Instruction:
Copy out all of the records below, substituting "search phrase" for every occurrence of "text query" and changing nothing else. Leave the pictures out of your copy.

Given data:
>>>>
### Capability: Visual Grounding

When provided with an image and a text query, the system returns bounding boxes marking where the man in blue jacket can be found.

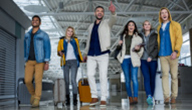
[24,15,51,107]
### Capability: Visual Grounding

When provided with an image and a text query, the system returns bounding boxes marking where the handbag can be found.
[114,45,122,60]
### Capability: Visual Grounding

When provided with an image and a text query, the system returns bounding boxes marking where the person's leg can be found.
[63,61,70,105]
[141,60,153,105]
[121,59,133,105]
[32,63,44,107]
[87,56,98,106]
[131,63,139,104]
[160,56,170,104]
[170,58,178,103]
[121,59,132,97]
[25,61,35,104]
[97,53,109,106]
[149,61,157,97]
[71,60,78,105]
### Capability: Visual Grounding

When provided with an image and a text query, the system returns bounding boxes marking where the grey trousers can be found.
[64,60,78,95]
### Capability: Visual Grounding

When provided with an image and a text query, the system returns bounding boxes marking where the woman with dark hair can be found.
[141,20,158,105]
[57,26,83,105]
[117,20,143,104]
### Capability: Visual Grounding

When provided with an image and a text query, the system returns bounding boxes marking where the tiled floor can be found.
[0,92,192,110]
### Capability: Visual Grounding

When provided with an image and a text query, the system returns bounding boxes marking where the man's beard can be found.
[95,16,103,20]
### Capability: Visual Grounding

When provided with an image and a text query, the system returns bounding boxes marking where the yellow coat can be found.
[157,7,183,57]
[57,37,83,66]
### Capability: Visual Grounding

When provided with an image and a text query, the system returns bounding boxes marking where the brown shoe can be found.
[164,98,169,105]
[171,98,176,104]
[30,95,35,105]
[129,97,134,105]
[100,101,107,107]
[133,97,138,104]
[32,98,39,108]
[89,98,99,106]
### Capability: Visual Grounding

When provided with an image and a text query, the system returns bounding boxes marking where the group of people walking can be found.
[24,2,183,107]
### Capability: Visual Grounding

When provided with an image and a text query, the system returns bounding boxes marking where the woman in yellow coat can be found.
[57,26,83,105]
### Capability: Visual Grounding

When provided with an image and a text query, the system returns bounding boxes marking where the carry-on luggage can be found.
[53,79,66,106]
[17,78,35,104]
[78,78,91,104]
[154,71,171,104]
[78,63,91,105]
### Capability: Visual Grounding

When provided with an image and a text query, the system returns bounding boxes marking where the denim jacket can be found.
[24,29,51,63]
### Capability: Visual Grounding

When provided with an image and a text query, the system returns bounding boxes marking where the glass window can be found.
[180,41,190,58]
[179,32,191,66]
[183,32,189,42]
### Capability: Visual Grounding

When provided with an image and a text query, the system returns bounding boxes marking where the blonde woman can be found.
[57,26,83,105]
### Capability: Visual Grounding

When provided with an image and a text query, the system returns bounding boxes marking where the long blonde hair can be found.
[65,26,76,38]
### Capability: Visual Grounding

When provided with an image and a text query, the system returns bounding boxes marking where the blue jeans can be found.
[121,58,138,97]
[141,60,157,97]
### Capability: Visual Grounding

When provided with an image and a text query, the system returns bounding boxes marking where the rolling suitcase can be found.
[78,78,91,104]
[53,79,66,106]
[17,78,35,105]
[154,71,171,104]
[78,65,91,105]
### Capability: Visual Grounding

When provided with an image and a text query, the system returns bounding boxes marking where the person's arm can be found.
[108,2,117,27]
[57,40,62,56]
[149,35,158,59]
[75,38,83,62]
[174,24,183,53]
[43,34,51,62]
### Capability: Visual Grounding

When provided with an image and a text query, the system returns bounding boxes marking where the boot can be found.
<<<<
Complete answer:
### Capability: Visual Grounding

When provided with an image and a search phrase, the system returns bounding boxes marking where the man in blue jacket can be found.

[24,15,51,107]
### Capability: Visual Grounding

When provided with an image and a search phrase, the system returns bounding boxes marking where the handbag can be found.
[114,45,122,60]
### Capability: Visual Grounding

When provided with an image and a search phrase, the system returns bounding boxes marking where the person's leg can be found.
[63,61,70,105]
[141,60,153,105]
[121,59,133,105]
[32,63,44,107]
[87,56,98,106]
[131,63,139,104]
[160,56,170,104]
[170,58,178,103]
[121,59,132,97]
[25,61,35,104]
[97,53,109,106]
[149,61,157,97]
[71,60,78,105]
### Capability: Visual Grounding

When provided with an image and a search phrase, the system returns bounding boxes marking where the grey trousers can be found.
[64,60,78,95]
### Capability: Visual Grounding

When provided with an image and a search phrase, the system returns bounding boxes marking where the woman with dark hair can be found.
[141,20,158,105]
[57,26,83,105]
[117,20,143,104]
### Capability: Visual Grounding

When provided with an image and a search phrase, the system returns bounding boxes marking where the tiled floor can be found.
[0,92,192,110]
### Capability: Visual Grounding

When provided with an image and a search phrase, the system returns bounding boxes marking where the man's beard can be found.
[95,16,103,20]
### Capability: Visual Grounding

When provided with an image and a search phrase, the system returns bounding boxes marking where the yellow coat can be found.
[157,7,183,57]
[57,37,83,66]
### Capability: Visual Grounding

When provided with an image and a search phrase, the system returns bounding boxes marking where the brown shoe can be found.
[164,98,169,105]
[171,98,176,104]
[30,95,35,105]
[129,97,134,105]
[100,101,107,107]
[133,97,138,104]
[32,98,39,108]
[89,98,99,106]
### Capability: Visual Grounding

When provided with an image and a search phrase, the system returns bounding boxes marking where the group of people walking can be found.
[24,2,183,107]
### Capability: Visual Grounding

When provided with an image and a search phrase, the system returns bounding boxes marking where the woman in yellow coat can be found.
[57,26,83,105]
### Capability: Visual Grounding

When provided with an image and a search phrase, the system returns bounding boxes marking where the carry-on luggage can be found.
[53,79,66,106]
[17,78,35,104]
[78,78,91,104]
[154,71,171,104]
[78,63,91,105]
### Capability: Visual Grounding

When provided with an image and a search phrase, the system returns bounding boxes marking where the denim jacket can be found.
[24,29,51,63]
### Capability: Visual Grounding

When provided with an image and a search phrase, the system returns bounding boxes marking where the glass window can be found.
[180,41,190,58]
[179,32,191,66]
[183,32,189,42]
### Capability: Visual Grounding

When provided with an image and a search phrase, the system returns bounding boxes marking where the blonde woman can be found.
[57,26,83,105]
### Capability: Visual Grounding

When provided with an image and a search phrase, the system returns bounding boxes marking where the long blonde hair can be found.
[65,26,76,38]
### Capability: Visual Grounding

When provided with an image and a search phrase, the system returns bounding boxes marking where the blue jeans can be found.
[121,58,138,97]
[141,60,157,97]
### Capability: Visual Grounding

When provided with an image and a search phrase, the system returns bounding boxes marking where the rolling suitcase can be found.
[78,78,91,104]
[53,79,66,106]
[17,78,35,105]
[154,71,171,104]
[78,65,91,105]
### Capability: Visual Grounding

When provided with an image and a search phrase, the system returns bounding boxes marking where the person's arm can be found.
[108,2,117,27]
[57,40,62,56]
[149,35,158,59]
[75,38,83,62]
[174,24,183,53]
[43,34,51,62]
### Capability: Visual Grounding

When provided with an image and a search phrase, the system returns bounding boxes marking where the boot can be found.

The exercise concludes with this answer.